• [ИСХОДНЫЙ ДОКУМЕНТ]:
☆ ☆ ☆ ☆ ☆ ☆ ☆
Выпускаемый том заключает в себе рассмотрение первый фазы этой борьбы, которую вела главным образом аристократия против усиливающейся централизации и при изложении которой я старался обратить особенное внимание на существенный факт всей борьбы, факт, оказывавший всегда громадное влияние на исход борьбы, именно на отношения между буржуазиею и знатью.

Насколько мне удалось выполнить задачу, которую я поставил целью труда, насколько ясны и убедительны доводы в пользу того, что первая фаза борьбы была главным образом борьбою аристократии против королевской власти, что она велась в интересах знати, как и доводы против господствующего в науке мнения, что эта борьба носила на себе демократический характер, насколько, наконец, мне удалось разъяснить темные и мало разъясненные явления этой борьбы, — я предоставляю судить об этом другим. Я не указываю в особом изложении на то, что было сделано историками в этой области, как потому, что нет в литературе труда, специально посвященного рассмотрению этого периода борьбы, так и потому, что считаю подобное изложение излишним балластом, увеличивающим книгу, но не придающем ей цены, где было нужно, я указывал в самой книге на существующие мнения.

Что касается до характера изложения, то я старался употреблять по возможности те выражения, которые существуют в исторических произведениях эпохи, старался пользоваться их оборотами речи. Если я не привожу везде подлинных мест в примечаниях, то единственно с тою целью, чтобы излишне не загромождать лесами здание, и без того по необходимости загроможденное.
☆ ☆ ☆ ☆ ☆ ☆ ☆
• [СТРОКИ ДАННЫХ]:

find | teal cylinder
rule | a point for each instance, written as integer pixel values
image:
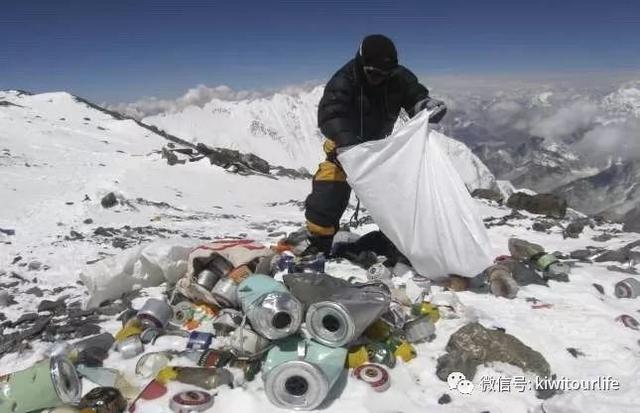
☆ ☆ ☆ ☆ ☆ ☆ ☆
Воспроизведите исходный документ о борьбе знати против королевской власти целиком, дословно и без единого изменения.

Выпускаемый том заключает в себе рассмотрение первый фазы этой борьбы, которую вела главным образом аристократия против усиливающейся централизации и при изложении которой я старался обратить особенное внимание на существенный факт всей борьбы, факт, оказывавший всегда громадное влияние на исход борьбы, именно на отношения между буржуазиею и знатью.

Насколько мне удалось выполнить задачу, которую я поставил целью труда, насколько ясны и убедительны доводы в пользу того, что первая фаза борьбы была главным образом борьбою аристократии против королевской власти, что она велась в интересах знати, как и доводы против господствующего в науке мнения, что эта борьба носила на себе демократический характер, насколько, наконец, мне удалось разъяснить темные и мало разъясненные явления этой борьбы, — я предоставляю судить об этом другим. Я не указываю в особом изложении на то, что было сделано историками в этой области, как потому, что нет в литературе труда, специально посвященного рассмотрению этого периода борьбы, так и потому, что считаю подобное изложение излишним балластом, увеличивающим книгу, но не придающем ей цены, где было нужно, я указывал в самой книге на существующие мнения.

Что касается до характера изложения, то я старался употреблять по возможности те выражения, которые существуют в исторических произведениях эпохи, старался пользоваться их оборотами речи. Если я не привожу везде подлинных мест в примечаниях, то единственно с тою целью, чтобы излишне не загромождать лесами здание, и без того по необходимости загроможденное.